- Job 1: Locate each line in the records below that contains the string "cockpit" and copy those lines. The match is case-sensitive.

- Document segment:
+++
Haddock, however, is one of the first to recognize Canada’s woefully limited success in encouraging risk and cultivating opportunity in TV production. His achievement in Canadian drama, he readily admits, has much to do with being in the right place at the right time and working hard to exploit a rare chance. So, despite his streak of nationalism, Haddock concedes the quickest route to a career in Canadian drama may be through Hollywood.

‘One of the difficulties in the [Canadian] indie scene is that we give film directors the opportunities to do million-dollar features,’ says Haddock. ‘Then it’s five, six, seven years before they get to do another. That’s just not a good training ground and then the films aren’t even getting distributed.

‘We’ve got to get a program where directors can work and learn more regularly. Put them through a good television series to learn the ropes, before you put them onto larger-scale, more difficult storytelling tasks.

‘There has not been enough investment in the creative producer in Canada,’ he explains. ‘People who have enough experience to make their mark in Canada have jumped to the States because they’ve seen better opportunities there. Like the old saying goes: ‘If you want to make cars, go to Detroit.’ If you want to see how the business works on one level, you go to L.A. Then decide. Do you love the mercantilism of L.A. or are you more of a craftsman? [If you pick the latter, it] means you have got to come back and lobby the country for support.’

That presupposes, however, that our creative refugees have something to return to: the Canadian drama series, according to the trends evident at the LFP and EIP, is a low priority.
+++
(Entries for bounding-box labeling)
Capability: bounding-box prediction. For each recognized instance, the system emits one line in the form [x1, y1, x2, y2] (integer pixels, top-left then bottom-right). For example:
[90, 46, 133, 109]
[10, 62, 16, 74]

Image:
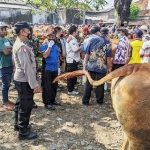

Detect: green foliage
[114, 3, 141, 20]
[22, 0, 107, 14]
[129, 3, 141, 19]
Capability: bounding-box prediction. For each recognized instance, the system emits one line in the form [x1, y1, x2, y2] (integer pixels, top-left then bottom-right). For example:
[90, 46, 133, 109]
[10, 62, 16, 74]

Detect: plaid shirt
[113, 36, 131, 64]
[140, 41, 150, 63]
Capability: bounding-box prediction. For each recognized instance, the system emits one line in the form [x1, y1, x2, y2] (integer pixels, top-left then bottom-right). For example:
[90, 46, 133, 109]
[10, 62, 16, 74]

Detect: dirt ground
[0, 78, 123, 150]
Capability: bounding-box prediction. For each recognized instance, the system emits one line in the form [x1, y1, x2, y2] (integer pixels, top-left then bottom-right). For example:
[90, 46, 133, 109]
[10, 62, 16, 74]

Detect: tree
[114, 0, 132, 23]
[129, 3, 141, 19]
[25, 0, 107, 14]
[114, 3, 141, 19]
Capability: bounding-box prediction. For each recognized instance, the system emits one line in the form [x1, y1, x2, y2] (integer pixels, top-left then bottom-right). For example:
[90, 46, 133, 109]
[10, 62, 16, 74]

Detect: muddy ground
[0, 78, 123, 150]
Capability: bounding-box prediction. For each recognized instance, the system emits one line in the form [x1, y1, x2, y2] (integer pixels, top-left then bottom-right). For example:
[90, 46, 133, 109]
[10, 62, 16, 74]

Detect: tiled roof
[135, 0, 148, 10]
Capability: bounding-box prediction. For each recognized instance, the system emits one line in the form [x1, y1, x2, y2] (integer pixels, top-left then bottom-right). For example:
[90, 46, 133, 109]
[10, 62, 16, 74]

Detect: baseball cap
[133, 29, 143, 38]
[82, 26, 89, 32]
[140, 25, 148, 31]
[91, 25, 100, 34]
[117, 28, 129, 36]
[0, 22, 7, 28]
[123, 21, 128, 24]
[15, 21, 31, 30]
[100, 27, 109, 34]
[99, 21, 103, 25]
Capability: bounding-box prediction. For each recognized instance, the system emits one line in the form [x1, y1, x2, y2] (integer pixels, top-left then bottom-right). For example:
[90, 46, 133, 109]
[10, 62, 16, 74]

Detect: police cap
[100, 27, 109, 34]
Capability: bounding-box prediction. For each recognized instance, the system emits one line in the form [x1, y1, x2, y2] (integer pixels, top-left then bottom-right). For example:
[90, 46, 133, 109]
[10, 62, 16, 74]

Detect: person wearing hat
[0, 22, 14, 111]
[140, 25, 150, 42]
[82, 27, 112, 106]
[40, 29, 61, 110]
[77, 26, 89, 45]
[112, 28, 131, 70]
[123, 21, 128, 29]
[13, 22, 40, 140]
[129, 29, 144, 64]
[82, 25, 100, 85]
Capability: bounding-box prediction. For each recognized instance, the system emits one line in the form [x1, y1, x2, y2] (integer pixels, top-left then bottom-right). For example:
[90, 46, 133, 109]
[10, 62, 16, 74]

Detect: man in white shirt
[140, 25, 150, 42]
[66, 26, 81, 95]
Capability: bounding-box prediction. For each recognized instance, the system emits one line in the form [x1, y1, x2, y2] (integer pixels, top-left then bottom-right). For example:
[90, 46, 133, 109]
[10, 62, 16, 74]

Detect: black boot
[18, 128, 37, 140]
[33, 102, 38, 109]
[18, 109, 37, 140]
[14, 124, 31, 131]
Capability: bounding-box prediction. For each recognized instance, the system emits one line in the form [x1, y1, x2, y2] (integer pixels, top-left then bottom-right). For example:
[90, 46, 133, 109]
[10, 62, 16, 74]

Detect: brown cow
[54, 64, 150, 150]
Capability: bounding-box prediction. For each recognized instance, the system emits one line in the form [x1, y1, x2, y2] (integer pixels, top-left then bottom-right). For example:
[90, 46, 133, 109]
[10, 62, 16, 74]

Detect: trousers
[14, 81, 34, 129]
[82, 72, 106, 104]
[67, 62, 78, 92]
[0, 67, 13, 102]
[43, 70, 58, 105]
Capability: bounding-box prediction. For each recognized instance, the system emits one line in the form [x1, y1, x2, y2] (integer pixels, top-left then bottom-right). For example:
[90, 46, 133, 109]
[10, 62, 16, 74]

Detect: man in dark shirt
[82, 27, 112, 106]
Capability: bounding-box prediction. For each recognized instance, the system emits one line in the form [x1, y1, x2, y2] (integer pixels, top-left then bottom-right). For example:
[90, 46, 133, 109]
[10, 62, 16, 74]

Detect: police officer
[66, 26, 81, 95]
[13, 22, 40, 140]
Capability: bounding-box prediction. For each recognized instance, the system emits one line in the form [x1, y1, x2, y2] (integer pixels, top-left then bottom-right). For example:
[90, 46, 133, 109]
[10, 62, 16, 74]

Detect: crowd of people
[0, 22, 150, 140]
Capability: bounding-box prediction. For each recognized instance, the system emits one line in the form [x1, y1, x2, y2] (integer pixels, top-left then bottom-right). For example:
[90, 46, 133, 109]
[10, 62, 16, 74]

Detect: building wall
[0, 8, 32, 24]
+++
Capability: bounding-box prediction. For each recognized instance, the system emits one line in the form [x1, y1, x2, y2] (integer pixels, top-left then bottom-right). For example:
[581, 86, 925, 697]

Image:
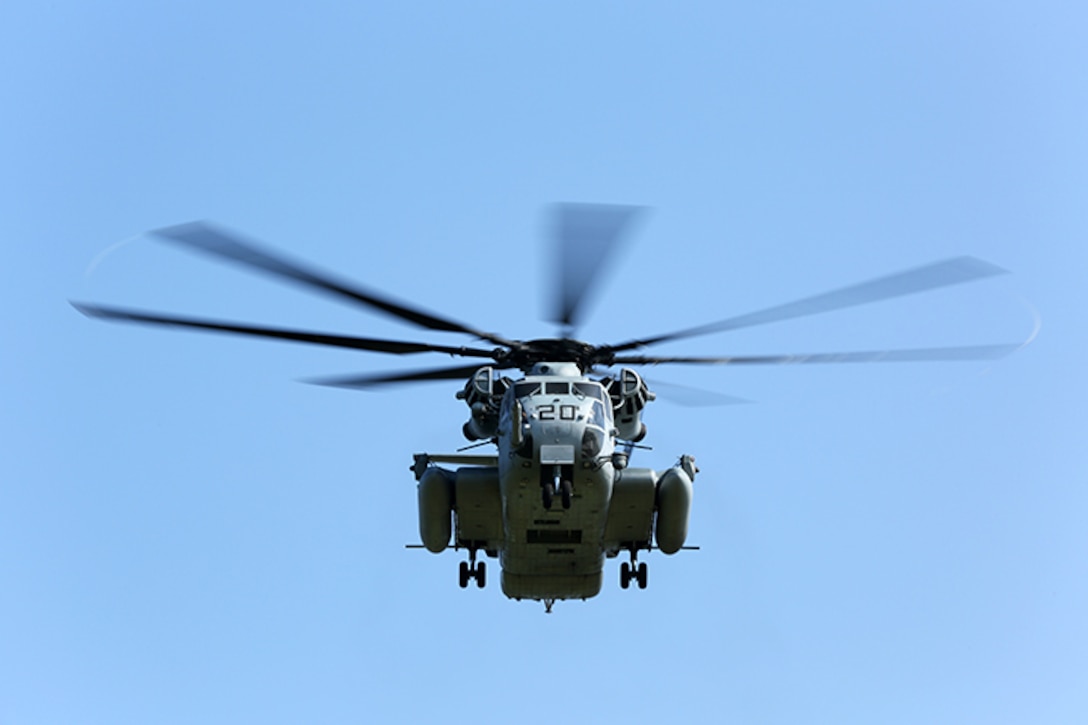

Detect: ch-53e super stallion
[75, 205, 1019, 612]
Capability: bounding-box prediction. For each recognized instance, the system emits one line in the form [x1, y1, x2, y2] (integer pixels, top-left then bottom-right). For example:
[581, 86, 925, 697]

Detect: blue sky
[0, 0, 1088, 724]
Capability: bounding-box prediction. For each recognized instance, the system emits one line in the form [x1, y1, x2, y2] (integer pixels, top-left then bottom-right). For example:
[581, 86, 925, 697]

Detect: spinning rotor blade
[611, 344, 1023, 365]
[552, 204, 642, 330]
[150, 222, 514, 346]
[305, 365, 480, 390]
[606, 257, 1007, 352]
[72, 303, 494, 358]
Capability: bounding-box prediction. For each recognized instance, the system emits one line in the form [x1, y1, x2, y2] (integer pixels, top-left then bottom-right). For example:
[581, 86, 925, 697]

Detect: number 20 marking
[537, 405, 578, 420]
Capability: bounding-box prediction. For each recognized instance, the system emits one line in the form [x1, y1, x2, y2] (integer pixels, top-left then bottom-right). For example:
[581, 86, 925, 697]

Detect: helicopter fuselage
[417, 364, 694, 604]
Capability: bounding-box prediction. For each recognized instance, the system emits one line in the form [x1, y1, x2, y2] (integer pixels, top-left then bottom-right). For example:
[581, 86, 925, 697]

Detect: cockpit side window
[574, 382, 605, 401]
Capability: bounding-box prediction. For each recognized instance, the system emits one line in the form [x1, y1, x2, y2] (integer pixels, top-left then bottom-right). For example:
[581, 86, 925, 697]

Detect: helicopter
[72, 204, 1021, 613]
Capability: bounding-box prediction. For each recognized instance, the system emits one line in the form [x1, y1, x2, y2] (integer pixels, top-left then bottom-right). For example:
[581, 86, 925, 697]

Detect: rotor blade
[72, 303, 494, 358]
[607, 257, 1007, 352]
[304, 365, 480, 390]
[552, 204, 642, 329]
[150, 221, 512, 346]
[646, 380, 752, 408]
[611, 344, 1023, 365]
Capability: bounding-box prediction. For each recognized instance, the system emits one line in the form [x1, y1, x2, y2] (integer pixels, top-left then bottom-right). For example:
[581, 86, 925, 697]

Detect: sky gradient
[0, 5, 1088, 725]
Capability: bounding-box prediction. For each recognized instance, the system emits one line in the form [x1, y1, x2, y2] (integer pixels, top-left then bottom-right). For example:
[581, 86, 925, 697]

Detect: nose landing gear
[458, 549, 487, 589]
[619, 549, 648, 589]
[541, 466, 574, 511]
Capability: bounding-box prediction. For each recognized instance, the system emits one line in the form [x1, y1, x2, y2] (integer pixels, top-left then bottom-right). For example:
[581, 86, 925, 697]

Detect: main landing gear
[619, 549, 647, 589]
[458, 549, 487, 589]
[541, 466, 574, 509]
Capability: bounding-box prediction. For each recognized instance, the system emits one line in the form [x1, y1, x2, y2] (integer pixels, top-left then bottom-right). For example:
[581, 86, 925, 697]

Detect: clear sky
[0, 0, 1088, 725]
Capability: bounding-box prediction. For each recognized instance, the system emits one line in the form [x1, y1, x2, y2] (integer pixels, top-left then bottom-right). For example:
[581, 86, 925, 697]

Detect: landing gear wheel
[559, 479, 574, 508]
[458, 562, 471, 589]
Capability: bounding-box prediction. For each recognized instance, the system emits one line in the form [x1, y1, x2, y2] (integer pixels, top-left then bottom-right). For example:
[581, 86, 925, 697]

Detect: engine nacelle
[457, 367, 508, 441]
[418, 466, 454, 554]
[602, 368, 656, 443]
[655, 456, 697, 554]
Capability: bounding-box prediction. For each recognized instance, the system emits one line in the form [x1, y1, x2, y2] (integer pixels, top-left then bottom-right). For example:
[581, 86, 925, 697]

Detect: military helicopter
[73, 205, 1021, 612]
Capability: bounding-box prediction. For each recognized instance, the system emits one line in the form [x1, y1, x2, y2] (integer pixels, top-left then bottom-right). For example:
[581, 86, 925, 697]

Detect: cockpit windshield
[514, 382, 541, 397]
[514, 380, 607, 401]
+++
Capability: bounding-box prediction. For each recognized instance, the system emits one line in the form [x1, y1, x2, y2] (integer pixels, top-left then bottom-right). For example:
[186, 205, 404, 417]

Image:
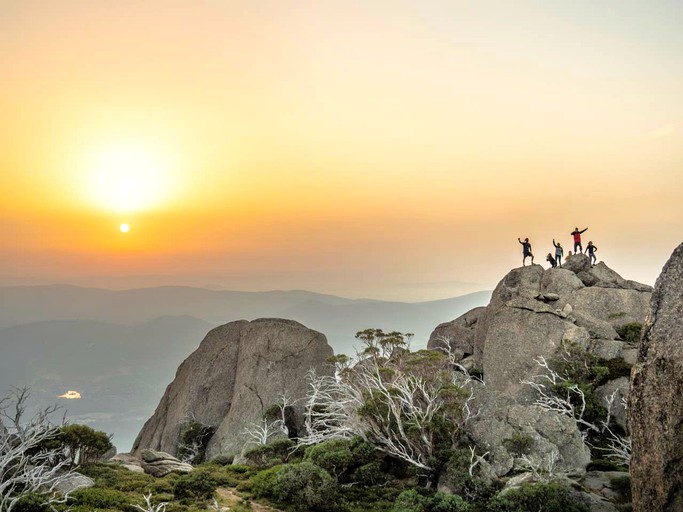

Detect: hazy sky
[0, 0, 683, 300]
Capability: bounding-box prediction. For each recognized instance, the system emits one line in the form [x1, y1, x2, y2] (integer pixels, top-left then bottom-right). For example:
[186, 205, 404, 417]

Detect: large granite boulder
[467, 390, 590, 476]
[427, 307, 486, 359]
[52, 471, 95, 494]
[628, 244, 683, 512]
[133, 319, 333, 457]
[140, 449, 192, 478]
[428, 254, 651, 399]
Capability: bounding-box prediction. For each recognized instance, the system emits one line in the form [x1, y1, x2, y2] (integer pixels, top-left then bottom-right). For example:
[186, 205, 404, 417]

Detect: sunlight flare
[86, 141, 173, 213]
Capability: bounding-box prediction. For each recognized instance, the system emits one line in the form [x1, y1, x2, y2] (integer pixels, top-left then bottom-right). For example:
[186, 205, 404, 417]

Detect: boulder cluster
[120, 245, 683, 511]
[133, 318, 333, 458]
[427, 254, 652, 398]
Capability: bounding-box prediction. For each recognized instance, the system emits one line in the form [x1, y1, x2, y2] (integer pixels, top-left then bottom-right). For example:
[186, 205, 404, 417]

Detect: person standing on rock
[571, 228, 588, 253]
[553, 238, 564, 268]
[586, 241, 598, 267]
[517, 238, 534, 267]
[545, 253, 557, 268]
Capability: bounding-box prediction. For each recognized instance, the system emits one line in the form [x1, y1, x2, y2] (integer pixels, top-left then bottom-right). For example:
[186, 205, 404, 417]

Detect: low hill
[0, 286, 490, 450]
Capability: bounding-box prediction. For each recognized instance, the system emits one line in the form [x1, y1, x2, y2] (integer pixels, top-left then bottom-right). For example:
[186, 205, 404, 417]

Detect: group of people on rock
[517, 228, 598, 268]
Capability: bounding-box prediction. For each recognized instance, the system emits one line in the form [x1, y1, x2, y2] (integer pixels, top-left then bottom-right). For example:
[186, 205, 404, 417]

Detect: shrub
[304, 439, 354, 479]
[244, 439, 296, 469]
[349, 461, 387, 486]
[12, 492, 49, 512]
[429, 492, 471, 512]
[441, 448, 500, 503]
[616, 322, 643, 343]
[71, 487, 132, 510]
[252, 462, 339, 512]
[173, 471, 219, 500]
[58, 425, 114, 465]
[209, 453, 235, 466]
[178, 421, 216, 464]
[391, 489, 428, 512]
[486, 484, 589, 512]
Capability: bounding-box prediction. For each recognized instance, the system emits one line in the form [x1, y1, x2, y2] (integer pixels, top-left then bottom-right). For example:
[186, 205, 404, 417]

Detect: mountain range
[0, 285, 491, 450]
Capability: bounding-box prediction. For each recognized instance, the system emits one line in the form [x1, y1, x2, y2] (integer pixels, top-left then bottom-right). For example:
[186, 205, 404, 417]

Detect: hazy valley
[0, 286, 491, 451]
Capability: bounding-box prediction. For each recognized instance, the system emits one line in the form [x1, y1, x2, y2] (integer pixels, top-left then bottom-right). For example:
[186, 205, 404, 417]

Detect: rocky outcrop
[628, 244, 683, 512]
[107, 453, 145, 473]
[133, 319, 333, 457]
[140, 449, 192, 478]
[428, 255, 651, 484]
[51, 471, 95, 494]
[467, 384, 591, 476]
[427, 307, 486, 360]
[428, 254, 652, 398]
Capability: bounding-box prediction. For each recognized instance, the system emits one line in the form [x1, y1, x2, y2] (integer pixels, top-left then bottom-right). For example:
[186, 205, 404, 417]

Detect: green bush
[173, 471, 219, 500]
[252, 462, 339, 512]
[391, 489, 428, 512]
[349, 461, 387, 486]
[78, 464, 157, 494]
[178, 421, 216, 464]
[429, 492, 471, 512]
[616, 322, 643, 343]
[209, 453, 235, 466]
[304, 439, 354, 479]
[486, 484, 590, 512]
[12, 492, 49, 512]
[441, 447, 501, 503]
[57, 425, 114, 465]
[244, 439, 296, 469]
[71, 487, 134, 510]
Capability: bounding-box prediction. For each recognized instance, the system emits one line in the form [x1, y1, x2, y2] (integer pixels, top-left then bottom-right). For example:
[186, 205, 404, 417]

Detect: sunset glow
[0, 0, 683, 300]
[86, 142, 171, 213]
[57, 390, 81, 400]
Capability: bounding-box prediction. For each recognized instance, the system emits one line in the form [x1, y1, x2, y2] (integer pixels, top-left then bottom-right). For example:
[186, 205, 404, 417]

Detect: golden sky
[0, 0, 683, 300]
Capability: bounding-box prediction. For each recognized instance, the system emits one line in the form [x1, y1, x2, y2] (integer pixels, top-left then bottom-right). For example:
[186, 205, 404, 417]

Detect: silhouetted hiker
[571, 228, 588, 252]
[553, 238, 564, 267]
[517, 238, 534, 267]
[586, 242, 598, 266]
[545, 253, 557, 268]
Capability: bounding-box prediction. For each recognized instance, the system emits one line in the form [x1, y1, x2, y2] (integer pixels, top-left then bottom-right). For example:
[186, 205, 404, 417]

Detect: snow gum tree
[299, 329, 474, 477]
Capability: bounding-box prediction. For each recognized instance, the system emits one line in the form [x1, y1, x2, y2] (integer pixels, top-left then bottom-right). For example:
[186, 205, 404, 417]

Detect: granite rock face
+++
- Job 2: Echo the passage on Canadian television drama above word for word, starting at "Haddock, however, is" and ending at "be through Hollywood.".

- Task response 1:
Detect: cockpit side window
Detect: cockpit windshield

- Task response 2:
Haddock, however, is one of the first to recognize Canada’s woefully limited success in encouraging risk and cultivating opportunity in TV production. His achievement in Canadian drama, he readily admits, has much to do with being in the right place at the right time and working hard to exploit a rare chance. So, despite his streak of nationalism, Haddock concedes the quickest route to a career in Canadian drama may be through Hollywood.